═════ INPUT DATA ═════

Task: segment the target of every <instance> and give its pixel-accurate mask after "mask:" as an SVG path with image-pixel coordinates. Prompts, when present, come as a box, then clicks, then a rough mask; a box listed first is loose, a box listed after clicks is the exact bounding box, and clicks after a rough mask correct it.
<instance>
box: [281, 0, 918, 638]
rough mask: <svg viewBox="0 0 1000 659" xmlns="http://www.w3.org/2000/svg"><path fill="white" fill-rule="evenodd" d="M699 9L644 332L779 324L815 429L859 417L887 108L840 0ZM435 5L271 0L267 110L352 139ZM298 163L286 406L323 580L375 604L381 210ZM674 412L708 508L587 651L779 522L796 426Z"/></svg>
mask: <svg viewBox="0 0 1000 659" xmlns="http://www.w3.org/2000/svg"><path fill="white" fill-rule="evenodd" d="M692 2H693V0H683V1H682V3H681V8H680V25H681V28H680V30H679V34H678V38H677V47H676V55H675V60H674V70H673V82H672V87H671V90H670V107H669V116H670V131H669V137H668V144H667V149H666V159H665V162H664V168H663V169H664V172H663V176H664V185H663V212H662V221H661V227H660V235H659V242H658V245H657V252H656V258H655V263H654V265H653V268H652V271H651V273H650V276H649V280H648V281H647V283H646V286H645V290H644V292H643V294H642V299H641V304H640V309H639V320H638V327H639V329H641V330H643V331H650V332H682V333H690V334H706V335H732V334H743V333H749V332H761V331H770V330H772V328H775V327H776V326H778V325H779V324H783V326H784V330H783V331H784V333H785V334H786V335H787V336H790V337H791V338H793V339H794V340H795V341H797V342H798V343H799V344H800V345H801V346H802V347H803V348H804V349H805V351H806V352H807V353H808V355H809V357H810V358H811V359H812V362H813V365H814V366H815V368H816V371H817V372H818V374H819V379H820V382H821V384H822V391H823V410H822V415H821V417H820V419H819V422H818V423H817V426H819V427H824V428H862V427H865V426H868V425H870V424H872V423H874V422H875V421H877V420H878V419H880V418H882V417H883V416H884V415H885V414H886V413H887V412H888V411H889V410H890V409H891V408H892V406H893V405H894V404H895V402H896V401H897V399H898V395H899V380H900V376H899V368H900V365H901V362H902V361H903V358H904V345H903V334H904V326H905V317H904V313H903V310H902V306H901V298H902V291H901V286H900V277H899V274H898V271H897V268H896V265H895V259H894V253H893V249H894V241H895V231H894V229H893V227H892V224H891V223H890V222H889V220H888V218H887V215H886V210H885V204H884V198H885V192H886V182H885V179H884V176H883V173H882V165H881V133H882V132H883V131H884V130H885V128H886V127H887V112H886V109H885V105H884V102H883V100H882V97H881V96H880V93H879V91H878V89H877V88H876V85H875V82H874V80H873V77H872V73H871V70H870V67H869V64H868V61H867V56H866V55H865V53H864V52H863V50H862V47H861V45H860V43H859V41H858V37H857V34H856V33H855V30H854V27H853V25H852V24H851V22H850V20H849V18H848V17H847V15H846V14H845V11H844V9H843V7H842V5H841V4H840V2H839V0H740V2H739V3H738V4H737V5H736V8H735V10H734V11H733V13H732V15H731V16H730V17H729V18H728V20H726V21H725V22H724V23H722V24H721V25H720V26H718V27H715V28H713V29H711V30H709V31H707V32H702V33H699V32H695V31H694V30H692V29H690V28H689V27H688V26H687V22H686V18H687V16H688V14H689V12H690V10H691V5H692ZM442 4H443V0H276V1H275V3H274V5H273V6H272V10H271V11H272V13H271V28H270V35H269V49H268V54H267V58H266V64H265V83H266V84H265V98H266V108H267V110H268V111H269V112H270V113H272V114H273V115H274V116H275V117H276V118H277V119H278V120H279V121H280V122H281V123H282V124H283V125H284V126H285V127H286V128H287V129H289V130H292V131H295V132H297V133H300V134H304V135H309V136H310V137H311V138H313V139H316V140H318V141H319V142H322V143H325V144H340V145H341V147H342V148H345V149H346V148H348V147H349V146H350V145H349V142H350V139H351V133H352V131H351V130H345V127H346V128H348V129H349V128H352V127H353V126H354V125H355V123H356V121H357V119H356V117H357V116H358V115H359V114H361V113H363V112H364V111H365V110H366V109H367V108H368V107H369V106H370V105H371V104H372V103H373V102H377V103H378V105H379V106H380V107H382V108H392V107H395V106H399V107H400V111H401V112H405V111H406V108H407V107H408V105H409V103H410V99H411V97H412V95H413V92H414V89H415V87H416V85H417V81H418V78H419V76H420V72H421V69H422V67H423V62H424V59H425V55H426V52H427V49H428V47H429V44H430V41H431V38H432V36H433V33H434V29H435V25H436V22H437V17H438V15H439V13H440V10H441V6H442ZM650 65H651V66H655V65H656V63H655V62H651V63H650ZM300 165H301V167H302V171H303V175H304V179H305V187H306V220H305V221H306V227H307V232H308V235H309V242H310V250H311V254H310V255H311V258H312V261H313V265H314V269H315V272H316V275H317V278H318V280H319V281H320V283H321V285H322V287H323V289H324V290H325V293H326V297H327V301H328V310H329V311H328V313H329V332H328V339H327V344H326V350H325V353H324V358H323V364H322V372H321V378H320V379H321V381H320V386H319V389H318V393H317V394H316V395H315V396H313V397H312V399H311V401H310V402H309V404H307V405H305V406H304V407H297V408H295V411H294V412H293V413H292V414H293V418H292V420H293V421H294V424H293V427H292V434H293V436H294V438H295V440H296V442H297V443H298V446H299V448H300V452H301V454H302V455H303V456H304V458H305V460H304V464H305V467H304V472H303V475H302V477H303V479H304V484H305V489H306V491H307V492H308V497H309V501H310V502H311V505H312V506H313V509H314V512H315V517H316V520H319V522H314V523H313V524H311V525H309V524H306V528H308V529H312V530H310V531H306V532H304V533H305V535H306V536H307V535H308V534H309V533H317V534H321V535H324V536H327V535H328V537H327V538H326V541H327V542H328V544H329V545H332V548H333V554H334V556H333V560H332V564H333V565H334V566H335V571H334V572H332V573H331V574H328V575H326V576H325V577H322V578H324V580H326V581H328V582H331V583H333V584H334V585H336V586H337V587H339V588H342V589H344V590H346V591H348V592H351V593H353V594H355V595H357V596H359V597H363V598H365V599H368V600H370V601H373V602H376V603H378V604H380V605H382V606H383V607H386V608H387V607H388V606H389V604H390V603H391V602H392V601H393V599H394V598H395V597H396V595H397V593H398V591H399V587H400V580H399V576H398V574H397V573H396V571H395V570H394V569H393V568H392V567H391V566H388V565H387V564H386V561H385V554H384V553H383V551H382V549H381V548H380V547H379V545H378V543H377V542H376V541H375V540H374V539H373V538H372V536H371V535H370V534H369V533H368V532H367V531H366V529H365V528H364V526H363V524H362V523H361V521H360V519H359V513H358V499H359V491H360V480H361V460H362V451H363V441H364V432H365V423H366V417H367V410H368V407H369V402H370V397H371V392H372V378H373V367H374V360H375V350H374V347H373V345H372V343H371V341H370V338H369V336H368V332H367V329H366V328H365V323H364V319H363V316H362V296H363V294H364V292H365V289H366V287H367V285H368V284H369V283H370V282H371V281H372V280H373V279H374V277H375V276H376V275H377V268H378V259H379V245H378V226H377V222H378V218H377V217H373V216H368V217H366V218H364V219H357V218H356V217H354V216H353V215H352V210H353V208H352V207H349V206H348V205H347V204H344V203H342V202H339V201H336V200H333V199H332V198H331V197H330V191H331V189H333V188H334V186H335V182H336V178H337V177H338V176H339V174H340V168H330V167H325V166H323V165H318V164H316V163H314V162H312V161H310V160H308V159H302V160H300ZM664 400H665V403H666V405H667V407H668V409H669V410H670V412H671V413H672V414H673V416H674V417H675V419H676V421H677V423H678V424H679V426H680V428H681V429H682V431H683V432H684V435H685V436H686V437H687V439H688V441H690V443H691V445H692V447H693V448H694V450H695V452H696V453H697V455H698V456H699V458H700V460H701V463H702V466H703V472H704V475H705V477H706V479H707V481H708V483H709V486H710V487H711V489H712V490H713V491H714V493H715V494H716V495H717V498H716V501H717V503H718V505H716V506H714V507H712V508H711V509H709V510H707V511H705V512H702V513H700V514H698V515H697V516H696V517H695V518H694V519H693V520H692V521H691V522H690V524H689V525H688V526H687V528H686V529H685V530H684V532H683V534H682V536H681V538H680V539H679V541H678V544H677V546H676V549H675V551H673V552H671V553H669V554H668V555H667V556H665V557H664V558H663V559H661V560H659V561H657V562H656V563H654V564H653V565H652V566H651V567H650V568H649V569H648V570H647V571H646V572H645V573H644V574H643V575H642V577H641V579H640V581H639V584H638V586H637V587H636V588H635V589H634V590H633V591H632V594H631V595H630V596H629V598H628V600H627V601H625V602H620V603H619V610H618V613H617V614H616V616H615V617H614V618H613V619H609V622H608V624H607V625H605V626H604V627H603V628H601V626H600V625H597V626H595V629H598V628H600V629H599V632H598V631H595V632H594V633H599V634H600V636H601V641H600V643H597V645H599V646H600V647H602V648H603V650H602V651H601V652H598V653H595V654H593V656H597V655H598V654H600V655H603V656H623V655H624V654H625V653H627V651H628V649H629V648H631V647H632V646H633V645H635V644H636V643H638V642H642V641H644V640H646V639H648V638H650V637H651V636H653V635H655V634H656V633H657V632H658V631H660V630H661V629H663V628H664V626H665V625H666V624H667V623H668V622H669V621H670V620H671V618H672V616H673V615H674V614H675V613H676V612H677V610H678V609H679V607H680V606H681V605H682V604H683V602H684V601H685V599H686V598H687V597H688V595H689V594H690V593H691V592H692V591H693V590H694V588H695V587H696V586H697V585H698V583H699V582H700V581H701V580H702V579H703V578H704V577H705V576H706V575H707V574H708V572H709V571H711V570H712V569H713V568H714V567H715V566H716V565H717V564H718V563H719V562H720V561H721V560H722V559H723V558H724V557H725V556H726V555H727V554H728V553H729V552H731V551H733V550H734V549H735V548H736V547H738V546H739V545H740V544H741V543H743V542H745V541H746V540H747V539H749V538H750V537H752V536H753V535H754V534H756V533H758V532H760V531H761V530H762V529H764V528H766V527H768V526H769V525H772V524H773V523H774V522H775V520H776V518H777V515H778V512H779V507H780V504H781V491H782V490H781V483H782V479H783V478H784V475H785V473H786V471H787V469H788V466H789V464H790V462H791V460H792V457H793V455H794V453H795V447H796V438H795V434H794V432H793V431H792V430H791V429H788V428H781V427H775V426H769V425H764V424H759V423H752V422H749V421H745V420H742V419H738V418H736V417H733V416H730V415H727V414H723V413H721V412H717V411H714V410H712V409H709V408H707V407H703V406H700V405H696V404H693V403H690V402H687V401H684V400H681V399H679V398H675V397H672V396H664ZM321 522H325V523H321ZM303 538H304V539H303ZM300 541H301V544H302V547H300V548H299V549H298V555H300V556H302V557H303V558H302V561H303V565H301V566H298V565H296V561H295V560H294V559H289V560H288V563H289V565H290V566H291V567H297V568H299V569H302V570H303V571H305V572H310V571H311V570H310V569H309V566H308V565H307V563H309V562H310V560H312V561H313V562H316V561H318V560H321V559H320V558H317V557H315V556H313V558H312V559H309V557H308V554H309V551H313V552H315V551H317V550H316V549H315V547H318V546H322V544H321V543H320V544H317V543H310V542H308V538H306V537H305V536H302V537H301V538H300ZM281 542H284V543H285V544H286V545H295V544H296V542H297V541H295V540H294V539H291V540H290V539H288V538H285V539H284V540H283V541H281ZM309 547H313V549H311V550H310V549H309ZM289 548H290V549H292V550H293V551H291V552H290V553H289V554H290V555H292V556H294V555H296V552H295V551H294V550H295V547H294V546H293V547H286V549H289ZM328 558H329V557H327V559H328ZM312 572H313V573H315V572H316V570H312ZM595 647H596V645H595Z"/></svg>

═════

### [TASK DIRECTIONS]
Write out every line from the entries where "instance" appears.

### [OUTPUT BELOW]
Task: segment the target of every <instance> and give its pixel-accurate mask after "mask:" as an SVG path with image-pixel coordinates. Prompts, when present, come as a box, then clicks, then a rough mask; a box listed first is loose, a box listed after clicks is the exact bounding box, and clicks after a rough mask correct it.
<instance>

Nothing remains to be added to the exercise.